GIVEN ENTRIES:
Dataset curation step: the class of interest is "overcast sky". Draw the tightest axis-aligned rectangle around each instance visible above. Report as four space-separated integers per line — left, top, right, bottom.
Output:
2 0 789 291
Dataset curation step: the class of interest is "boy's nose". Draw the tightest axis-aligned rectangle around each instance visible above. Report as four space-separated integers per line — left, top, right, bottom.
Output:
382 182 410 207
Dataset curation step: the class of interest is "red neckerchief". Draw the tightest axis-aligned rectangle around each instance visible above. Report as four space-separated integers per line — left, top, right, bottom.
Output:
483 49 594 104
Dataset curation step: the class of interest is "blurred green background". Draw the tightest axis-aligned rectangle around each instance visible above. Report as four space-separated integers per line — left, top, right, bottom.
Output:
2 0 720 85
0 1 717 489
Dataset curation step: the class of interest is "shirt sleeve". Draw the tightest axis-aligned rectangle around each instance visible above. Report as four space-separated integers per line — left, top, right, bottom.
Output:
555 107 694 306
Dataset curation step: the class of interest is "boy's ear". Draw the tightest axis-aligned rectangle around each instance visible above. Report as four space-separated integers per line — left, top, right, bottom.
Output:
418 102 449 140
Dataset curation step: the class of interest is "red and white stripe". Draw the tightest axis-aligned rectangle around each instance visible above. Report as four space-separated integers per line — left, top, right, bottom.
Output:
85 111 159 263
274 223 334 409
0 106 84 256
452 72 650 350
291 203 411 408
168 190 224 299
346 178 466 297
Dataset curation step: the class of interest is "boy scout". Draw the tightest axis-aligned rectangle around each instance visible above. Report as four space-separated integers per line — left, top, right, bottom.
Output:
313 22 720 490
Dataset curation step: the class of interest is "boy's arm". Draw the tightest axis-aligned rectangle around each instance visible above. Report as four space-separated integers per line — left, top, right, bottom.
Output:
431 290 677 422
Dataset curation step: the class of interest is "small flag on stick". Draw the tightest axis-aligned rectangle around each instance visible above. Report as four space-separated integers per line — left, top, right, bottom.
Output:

WORK TO BE COMPLETED:
Give every entry once more, exactly as it reads.

RESULT OF THE EXERCISE:
Dataset curation step: the class of interest is "overcast sky". Draw the tightest axis-aligned rectangle around each instance visible above. Report as four space-separated integers per line — left, top, right, bottom.
Output:
2 0 789 291
Dataset curation step: the class of interest is "boy's nose". Draw the tightest axis-aligned rectangle around each instance visible above. Report as four space-separated integers per line — left, top, right, bottom.
Output:
382 182 410 207
Dataset curation step: the class of interest is "red neckerchief". Draw the tightest axis-aligned rectangle around each instance visible above. Report as four space-separated integers per line — left, top, right, bottom.
Output:
483 49 594 104
Dataset curation step: the class of interest is "blurred green background". Draw the tightest axis-aligned rectangle around each instance visible above. Report as four space-separated integers per line — left, top, right, bottom.
Output:
2 0 720 85
0 1 717 489
Dataset curation step: the class of interest is "shirt sleeve". Draw the tightest axis-aligned rectangle around each instance visible above. Report as four space-separated integers per line — left, top, right, bottom.
Output:
555 107 694 306
Dataset curation step: the class of interest is "boy's ear". Draw the tightest axis-aligned rectangle around each instance visible above. Report as four space-separated integers per line — left, top, right, bottom.
Output:
418 102 449 140
Dataset curation step: the class of interest is "red and white stripe". Draw the tightest axis-aligned rectangle around each instance visible above. Report as four space-separated integers per line — left, top, right, bottom.
Output:
85 111 159 263
274 223 334 409
0 106 84 256
452 72 650 350
291 203 411 408
168 190 224 299
346 178 466 297
Dataset curation step: the class of interest is "boy scout". Draw the tightest axis-aligned rectangle around each instance visible above. Report as four space-separated integers per line — left, top, right, bottom.
Output:
313 22 720 490
Dataset curation step: the class of interest is "boy's arm". Draw the tightest axis-aligned rectangle around each instance visible above. Report as four space-separated integers per line — left, top, right, bottom.
Output:
431 290 677 422
Dataset curation step: the class of interest is "small flag on stick". Draw the tightest axis-aligned rectangle around each instance visible above. Report as four space-separated integers per line — left, top, right, bottom.
Output:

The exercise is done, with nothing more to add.